AIM OF THE EXERCISE:
Within the data that follows, set down exactly the lines from the one containing "87L19 93L28 94L32" through the one containing "positive clicks: (165, 179)", both ends included.

ENTRIES PROVIDED:

++++

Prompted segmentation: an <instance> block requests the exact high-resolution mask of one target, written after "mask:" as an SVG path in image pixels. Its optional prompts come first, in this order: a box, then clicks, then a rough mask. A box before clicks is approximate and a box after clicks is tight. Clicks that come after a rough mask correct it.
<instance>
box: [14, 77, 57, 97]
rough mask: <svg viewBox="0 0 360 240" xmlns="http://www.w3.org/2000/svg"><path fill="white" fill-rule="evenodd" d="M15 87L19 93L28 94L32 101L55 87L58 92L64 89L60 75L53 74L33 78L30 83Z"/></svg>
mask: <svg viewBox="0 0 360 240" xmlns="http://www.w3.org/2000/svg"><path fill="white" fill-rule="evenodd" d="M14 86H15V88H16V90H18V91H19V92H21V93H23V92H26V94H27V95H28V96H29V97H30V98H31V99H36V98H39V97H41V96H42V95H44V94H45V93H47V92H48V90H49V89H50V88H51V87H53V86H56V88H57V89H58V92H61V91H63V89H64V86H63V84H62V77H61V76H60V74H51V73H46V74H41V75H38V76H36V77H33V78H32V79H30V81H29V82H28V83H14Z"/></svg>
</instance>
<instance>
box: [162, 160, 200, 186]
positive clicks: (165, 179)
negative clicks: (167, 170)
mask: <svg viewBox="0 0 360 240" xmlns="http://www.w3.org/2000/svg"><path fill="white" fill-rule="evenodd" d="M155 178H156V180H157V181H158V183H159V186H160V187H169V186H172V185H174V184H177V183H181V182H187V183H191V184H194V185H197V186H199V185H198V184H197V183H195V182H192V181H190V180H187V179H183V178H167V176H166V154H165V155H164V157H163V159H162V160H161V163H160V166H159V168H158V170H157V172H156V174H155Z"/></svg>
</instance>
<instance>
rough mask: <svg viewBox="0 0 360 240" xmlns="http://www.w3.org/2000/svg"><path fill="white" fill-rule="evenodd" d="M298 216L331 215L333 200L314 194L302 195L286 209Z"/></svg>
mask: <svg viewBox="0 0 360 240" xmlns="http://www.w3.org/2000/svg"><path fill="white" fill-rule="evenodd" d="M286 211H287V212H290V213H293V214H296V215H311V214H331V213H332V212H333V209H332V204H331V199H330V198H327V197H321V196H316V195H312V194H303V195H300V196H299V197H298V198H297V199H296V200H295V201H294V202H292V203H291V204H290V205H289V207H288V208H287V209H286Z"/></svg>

++++

SOLUTION TO THE EXERCISE:
rough mask: <svg viewBox="0 0 360 240" xmlns="http://www.w3.org/2000/svg"><path fill="white" fill-rule="evenodd" d="M15 87L19 93L28 94L32 101L55 87L58 92L64 89L60 75L53 74L33 78L30 83Z"/></svg>
mask: <svg viewBox="0 0 360 240" xmlns="http://www.w3.org/2000/svg"><path fill="white" fill-rule="evenodd" d="M14 86H15V88H16V90H18V91H19V92H21V93H23V92H26V94H27V95H28V96H29V97H30V98H31V99H36V98H39V97H41V96H42V95H44V94H45V93H47V92H48V90H49V89H50V88H51V87H53V86H56V88H57V89H58V92H61V91H63V89H64V86H63V84H62V77H61V76H60V74H51V73H46V74H41V75H38V76H36V77H33V78H32V79H30V81H29V82H28V83H14Z"/></svg>
</instance>
<instance>
box: [162, 160, 200, 186]
positive clicks: (165, 179)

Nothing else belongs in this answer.